WHAT YOU SHOULD DO: An exact reproduction of all the entries below is required.
*** Opening DATA RECORDS ***
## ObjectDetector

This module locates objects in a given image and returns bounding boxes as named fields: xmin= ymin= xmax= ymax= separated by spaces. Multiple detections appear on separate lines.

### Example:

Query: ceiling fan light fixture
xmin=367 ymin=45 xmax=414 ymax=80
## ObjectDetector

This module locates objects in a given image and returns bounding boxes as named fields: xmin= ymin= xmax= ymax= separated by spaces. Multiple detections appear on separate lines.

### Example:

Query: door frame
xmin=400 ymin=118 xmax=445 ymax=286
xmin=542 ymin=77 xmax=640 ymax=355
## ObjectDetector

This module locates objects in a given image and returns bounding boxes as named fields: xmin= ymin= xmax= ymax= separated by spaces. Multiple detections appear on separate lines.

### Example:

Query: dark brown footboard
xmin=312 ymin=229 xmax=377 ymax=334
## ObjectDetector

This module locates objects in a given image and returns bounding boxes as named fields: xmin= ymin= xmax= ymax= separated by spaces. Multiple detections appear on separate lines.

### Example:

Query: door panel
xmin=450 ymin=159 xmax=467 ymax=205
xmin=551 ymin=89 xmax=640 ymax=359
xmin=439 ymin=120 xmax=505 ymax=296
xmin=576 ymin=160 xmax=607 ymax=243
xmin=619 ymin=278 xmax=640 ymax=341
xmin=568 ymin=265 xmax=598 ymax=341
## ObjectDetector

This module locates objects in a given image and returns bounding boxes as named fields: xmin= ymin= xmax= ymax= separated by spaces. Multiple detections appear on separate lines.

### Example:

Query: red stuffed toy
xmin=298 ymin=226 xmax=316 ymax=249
*** Closing DATA RECORDS ***
TASK ANSWER:
## ObjectDetector

This module locates objects in a given image and returns bounding boxes as named fields: xmin= ymin= xmax= ymax= separated by spaces. Multiple detections appear on separate lines.

### Example:

Query: ceiling fan light fixture
xmin=367 ymin=45 xmax=414 ymax=80
## ObjectDetector

This module locates objects in a given image and returns bounding boxes as named fields: xmin= ymin= xmax= ymax= separated by spaces. Multiple detections appear on separate lines.

### Example:

Query: door frame
xmin=400 ymin=118 xmax=445 ymax=286
xmin=542 ymin=77 xmax=640 ymax=355
## ObjectDetector

This module locates objects in a given image and returns bounding boxes as named fields: xmin= ymin= xmax= ymax= separated by spaces. Multiple detections appear on separate lines.

### Example:

Query: dark brown footboard
xmin=312 ymin=229 xmax=377 ymax=334
## ObjectDetector

This module locates objects in a given image and returns bounding boxes as named fields: xmin= ymin= xmax= ymax= separated by spaces. Multiple detections appear on separate lines.

### Example:

Query: door panel
xmin=450 ymin=159 xmax=467 ymax=205
xmin=551 ymin=89 xmax=640 ymax=359
xmin=439 ymin=120 xmax=505 ymax=296
xmin=576 ymin=160 xmax=607 ymax=243
xmin=619 ymin=278 xmax=640 ymax=341
xmin=568 ymin=265 xmax=598 ymax=341
## ObjectDetector

This module locates objects in a given image and returns bounding boxes as named fields: xmin= ymin= xmax= ymax= separated by spaces. Multiple detections appear on separate lines.

### Example:

Query: red stuffed toy
xmin=298 ymin=226 xmax=316 ymax=249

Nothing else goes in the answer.